Copy the data from the start through the line containing "[[597, 238]]", requests included, and raise every coordinate in the answers by 115 while leaving the requests untouched. Return only that stretch.

===== Information given

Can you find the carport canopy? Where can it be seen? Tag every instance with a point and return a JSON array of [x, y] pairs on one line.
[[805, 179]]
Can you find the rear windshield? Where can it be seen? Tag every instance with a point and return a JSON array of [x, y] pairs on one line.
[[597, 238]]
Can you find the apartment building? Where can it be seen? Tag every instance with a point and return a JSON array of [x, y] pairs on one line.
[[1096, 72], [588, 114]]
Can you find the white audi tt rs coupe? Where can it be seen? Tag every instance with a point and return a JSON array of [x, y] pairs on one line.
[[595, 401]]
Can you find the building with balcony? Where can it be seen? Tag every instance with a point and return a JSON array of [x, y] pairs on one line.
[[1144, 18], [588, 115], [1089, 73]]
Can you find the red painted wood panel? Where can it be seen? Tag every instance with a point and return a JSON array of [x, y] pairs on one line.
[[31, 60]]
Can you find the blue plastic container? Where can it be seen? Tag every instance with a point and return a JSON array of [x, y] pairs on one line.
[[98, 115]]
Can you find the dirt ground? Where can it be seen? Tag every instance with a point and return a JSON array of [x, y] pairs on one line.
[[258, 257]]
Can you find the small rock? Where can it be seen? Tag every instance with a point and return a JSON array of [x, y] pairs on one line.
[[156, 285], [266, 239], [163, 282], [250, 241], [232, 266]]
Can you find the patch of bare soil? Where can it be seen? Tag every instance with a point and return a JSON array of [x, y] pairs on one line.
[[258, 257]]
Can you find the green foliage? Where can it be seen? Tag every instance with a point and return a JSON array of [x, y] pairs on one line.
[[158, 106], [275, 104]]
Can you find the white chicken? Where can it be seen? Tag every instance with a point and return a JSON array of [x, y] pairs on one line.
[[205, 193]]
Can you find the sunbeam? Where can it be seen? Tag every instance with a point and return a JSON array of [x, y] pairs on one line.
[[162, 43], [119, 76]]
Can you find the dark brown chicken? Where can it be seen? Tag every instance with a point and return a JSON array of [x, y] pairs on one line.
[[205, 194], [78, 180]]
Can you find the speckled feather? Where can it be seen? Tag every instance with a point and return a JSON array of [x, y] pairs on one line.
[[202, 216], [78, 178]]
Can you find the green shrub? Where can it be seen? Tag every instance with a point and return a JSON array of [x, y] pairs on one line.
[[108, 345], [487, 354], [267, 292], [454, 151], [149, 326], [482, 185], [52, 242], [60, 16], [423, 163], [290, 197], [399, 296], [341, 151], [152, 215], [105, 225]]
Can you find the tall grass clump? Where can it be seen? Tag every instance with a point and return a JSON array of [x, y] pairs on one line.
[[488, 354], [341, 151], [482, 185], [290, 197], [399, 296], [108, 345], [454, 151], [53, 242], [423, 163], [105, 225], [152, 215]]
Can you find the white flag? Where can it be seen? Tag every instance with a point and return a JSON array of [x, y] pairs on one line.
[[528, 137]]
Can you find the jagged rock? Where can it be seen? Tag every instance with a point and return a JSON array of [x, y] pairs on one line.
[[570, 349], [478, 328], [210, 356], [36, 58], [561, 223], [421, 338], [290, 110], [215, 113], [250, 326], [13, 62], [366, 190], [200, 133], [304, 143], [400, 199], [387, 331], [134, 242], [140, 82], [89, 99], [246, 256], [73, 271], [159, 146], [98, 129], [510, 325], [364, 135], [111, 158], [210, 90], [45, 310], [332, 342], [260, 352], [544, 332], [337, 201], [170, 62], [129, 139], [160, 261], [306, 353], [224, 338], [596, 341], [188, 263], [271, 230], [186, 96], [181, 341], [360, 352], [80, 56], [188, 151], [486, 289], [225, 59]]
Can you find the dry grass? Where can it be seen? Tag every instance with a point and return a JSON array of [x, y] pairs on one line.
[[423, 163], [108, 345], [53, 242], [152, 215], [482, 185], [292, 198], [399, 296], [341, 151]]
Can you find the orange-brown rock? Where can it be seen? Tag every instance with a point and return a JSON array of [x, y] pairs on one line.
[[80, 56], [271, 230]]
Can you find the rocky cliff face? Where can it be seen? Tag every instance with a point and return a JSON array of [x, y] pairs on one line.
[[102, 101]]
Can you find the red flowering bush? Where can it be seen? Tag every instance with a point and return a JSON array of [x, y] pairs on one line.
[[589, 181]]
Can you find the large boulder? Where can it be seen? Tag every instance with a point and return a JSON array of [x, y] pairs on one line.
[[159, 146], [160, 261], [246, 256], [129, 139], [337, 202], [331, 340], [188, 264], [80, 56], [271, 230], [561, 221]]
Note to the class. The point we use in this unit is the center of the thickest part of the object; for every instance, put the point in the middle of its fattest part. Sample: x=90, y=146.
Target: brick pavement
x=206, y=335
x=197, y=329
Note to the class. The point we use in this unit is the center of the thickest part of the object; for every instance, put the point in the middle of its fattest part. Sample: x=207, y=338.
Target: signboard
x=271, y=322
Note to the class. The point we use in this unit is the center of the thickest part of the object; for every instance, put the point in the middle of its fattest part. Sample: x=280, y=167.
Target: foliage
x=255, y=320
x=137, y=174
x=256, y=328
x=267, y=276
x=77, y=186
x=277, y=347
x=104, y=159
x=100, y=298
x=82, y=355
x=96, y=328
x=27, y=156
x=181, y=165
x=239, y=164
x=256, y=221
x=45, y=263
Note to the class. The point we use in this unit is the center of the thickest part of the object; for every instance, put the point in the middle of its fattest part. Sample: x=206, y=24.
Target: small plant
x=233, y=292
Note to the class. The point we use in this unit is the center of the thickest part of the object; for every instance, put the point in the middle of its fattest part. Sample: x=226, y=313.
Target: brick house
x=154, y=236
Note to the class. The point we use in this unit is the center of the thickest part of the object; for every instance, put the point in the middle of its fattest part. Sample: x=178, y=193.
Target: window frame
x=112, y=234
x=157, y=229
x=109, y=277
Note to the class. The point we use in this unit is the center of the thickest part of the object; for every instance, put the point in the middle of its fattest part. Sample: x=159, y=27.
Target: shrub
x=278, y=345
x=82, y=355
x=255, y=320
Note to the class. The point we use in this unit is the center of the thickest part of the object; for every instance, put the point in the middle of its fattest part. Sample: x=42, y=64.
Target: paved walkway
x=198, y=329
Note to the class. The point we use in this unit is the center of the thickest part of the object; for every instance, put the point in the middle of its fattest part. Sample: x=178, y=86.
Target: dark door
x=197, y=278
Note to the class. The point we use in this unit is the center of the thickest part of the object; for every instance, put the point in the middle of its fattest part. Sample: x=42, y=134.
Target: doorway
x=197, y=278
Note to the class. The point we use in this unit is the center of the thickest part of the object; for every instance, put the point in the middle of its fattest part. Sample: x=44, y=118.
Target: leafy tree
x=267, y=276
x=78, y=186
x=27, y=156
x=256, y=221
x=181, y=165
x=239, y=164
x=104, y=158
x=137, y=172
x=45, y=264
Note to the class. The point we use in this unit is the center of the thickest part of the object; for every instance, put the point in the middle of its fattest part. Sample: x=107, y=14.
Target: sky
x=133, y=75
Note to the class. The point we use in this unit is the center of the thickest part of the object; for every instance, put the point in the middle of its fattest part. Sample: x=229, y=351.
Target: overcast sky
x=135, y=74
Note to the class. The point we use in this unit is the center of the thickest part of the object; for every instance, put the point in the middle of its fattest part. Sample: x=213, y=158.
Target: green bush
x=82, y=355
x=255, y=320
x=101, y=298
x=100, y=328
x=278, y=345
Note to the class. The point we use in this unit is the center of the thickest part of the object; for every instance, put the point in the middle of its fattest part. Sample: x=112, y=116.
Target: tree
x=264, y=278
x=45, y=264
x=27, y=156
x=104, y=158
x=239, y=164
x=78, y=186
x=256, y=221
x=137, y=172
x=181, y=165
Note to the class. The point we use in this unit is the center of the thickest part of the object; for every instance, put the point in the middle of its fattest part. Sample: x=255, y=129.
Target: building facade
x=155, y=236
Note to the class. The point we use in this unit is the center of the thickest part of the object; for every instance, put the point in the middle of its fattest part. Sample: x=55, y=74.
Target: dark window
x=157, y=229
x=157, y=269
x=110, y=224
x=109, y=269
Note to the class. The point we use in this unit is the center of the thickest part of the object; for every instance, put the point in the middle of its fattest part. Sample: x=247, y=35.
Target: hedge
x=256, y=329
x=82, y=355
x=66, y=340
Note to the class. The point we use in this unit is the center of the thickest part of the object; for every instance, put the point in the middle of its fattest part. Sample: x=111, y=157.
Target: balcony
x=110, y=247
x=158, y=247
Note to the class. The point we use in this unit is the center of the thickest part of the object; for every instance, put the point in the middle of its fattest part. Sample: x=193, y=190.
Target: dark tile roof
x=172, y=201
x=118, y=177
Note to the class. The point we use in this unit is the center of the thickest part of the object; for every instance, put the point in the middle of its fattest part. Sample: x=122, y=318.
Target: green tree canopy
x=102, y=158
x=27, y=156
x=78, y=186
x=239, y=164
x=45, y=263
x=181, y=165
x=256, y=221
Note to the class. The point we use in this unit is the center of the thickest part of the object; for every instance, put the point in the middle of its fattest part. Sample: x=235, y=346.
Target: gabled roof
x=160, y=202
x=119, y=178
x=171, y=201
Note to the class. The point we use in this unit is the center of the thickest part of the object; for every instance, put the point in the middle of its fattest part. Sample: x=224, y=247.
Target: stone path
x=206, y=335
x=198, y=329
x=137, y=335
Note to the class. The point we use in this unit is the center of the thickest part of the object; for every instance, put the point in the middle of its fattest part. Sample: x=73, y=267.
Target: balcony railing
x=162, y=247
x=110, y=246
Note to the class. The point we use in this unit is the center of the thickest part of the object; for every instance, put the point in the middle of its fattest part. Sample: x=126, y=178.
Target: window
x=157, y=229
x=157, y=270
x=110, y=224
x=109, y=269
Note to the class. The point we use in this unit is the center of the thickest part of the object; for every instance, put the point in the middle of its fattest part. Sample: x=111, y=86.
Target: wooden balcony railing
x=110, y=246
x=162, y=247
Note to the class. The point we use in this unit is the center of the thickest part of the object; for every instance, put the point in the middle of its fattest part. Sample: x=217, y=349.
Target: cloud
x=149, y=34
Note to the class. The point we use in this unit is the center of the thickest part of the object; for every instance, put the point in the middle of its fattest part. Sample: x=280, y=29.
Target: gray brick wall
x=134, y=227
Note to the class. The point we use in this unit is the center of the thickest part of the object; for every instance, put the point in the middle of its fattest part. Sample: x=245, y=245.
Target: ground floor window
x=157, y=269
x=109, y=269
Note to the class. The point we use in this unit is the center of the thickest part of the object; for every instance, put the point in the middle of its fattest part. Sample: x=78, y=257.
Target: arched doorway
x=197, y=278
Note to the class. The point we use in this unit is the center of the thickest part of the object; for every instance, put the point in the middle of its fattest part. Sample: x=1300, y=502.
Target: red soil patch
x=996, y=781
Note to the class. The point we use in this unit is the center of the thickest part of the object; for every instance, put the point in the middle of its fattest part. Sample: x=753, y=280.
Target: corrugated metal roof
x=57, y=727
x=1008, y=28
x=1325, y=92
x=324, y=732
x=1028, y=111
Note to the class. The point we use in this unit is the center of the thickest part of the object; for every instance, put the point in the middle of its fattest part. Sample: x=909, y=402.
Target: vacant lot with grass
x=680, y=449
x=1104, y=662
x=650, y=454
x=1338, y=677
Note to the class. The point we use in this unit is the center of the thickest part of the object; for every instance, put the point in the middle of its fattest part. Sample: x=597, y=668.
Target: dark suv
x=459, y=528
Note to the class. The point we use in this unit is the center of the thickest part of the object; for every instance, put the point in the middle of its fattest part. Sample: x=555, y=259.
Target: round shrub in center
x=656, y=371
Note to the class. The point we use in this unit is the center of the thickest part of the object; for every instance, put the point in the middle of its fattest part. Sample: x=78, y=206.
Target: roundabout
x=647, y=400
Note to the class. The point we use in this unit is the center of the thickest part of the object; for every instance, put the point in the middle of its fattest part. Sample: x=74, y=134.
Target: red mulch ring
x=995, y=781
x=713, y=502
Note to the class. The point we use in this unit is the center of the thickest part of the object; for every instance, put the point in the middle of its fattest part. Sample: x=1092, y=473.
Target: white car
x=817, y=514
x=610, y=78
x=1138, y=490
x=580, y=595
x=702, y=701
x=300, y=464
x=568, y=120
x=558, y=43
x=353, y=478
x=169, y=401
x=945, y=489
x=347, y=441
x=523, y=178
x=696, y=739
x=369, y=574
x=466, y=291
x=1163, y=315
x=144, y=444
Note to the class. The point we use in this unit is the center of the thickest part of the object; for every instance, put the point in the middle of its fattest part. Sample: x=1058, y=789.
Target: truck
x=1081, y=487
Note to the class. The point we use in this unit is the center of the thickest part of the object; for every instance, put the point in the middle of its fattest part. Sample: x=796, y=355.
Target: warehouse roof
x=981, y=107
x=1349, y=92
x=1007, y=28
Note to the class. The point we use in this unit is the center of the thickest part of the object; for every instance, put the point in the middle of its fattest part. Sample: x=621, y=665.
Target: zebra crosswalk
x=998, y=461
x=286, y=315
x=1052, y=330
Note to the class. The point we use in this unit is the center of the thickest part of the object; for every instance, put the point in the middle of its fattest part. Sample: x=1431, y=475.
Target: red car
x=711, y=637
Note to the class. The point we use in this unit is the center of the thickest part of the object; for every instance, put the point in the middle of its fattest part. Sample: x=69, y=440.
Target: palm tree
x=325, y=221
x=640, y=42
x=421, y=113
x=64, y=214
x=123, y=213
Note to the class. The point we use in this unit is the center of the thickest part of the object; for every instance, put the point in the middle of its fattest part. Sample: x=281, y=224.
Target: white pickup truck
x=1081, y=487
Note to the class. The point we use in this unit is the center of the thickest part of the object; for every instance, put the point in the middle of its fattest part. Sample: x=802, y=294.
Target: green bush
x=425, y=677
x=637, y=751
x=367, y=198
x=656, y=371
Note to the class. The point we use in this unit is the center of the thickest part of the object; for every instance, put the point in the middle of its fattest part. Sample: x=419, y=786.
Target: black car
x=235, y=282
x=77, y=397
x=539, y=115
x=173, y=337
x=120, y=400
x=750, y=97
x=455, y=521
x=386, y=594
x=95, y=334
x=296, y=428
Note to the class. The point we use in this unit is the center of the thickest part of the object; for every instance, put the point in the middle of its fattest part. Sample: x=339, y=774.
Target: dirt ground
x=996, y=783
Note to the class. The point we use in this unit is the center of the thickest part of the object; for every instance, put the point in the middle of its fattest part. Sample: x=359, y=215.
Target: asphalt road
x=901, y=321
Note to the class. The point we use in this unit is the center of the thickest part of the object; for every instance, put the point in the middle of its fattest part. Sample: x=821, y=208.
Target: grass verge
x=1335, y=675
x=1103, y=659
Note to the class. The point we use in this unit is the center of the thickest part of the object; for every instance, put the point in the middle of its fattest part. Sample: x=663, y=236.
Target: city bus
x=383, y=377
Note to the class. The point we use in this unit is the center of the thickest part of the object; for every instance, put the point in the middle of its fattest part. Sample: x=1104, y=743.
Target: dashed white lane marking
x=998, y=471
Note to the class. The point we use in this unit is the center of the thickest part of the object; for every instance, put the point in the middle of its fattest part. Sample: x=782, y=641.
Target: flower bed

==========

Output below.
Can you find the carport canopy? Where can it be seen? Tag every instance with a point and return a JSON array of [x, y] pairs on one line.
[[920, 294]]
Can you find the rear windshield? Where can it be seen? Tag every instance with a point and return a JSON array of [x, y] pairs on one line.
[[712, 353]]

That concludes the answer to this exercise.